▸ EXERCISE TASK:
Can you continue the article below about who might run the Trump transition, picking up after its last sentence and leaving the data that follows it aside?

▸ PASSAGE PROVIDED:
Here’s who might lead the Trump transition

While the Veep-stakes is getting the attention; who runs the transition will say even more about the future

Heath Brown
Published in
6 min readApr 24, 2024


Photo by Ana Lanza on Unsplash

In the last couple of weeks, The Guardian, The Washington Post, and NBC News have all speculated about who former-President Donald Trump will choose as his running mate. The typical list runs from (A)bbott to (V)ance with Kari Lake somewhere in the middle.

With so much attention on that choice, there’s almost none focused on who he will pick to run his transition team (Alex Thompson at Axios is an exception!). An understandable oversight by most outlets, but one that misses the importance of this largely insider, but powerful role.

The transition director will develop the personnel and policy plan, organize the future White House, oversee the vetting of hundreds of potential appointees, and interface with the current Biden administration. All the while, they’ll try to keep out of sight of the press and out of the hair of the campaign.

For this reason, who Trump picks for the Veep slot will likely say a lot about where Trump’s head is at right now. Who he chooses to run his transition will say much more about what his administration will look like, should he win this November.

The typical leader of a presidential transition, especially before the election, is a details person, a fixer, and someone who knows the White House as well as they know the candidate. John Podesta knew the White House inside and out, and did that job for Hillary Clinton in 2016. Chris Christie (thought he) knew Trump better than anyone else and was given the position in 2016. Neither ended up doing the job after the election; Podesta because Clinton lost and Christie because he was unceremoniously fired.

Four years later, Jeff Zients — who’s now the White House chief of staff — took on the role for Joe Biden in the spring of 2020. Zients knew Biden and the White House from his time at the Office of Management of Budget during the Obama years and was integral to fixing some of the thorniest problems, like the implementation of healthcare.gov.

Perhaps most important about the role is that it traditionally operates far from the press and public. Until Election Day, it’s the campaign team that runs the show, and campaign directors typically chafe at transition planning that crowds out their messaging and focus on the candidate.

▸ INFORMATION SHOWN:
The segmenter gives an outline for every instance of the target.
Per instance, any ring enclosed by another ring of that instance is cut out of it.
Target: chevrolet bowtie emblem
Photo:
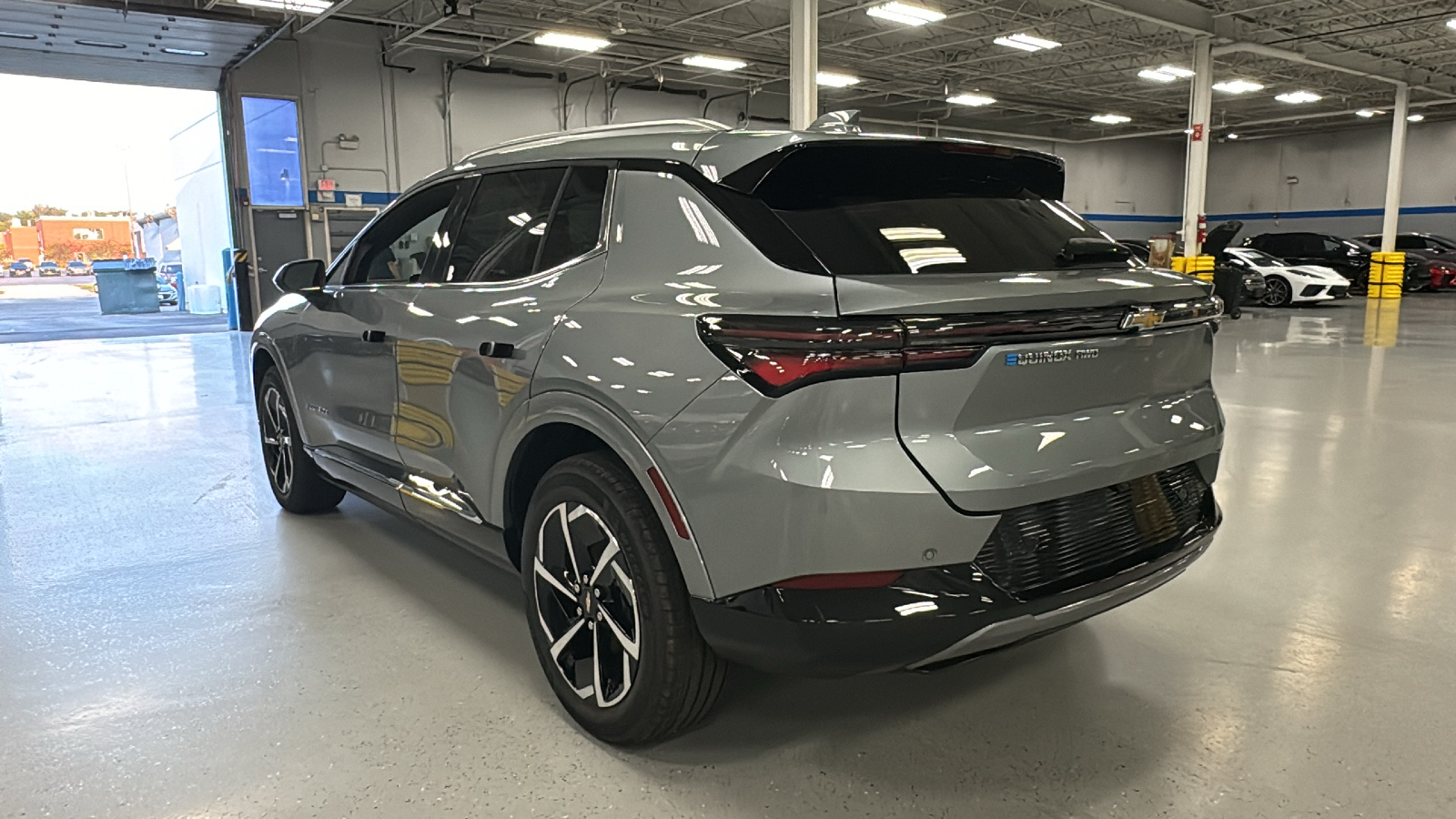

▸ RESPONSE TO THIS TASK:
Based on research for my forthcoming book on the Biden-Harris transition, Zients got the job from Joe Biden in 2020 because he wasn’t one to seek out attention, and everyone else on the transition team seems to have been chosen for the very same reason.

And, while an actual transition may seem a long way off, Zients was chosen for the pre-election role exactly four years ago. That’s because, as in 2020, official transition planning is just about to start at the White House, even though Biden is running for re-election. Federal law requires this and, within a couple of weeks, meetings with Trump’s team will commence.

To be sure, Trump’s version of campaigning and politics adheres to few traditions, but the past can at least be used to evaluate who he might (and might not choose) to run his transition.

Eric Trump and Donald Trump Jr.

If history tells us anything, Trump trusts few people more than his own family members. Alex Thompson’s latest reporting suggests just this point for early transition planning. He writes:

“Donald Trump Jr. and Eric Trump have become key players in the early planning for a second Trump administration’s transition team, and would focus on vetting potential officials and staffers for ideology and loyalty, campaign aides and close allies to their father tell Axios.”

Of the two brothers, it was Don Jr. who was involved in transition planning in 2016, according to Thompson. That time it was focused on the Interior Department, this time it could be the entire transition.

However, unlike his sister, Ivanka, Don. Jr. never took on an official role in the White House. And, it would seem unlikely Don Jr. would be ok with staying so far away from the 2024 campaign. If transition tradition holds, they’ll likely choose someone without such a penchant for media coverage and nor a central role to play on the campaign.

Kevin Roberts

Another name that came up in Thompson’s recent reporting is the president of the Heritage Foundation, Kevin Roberts.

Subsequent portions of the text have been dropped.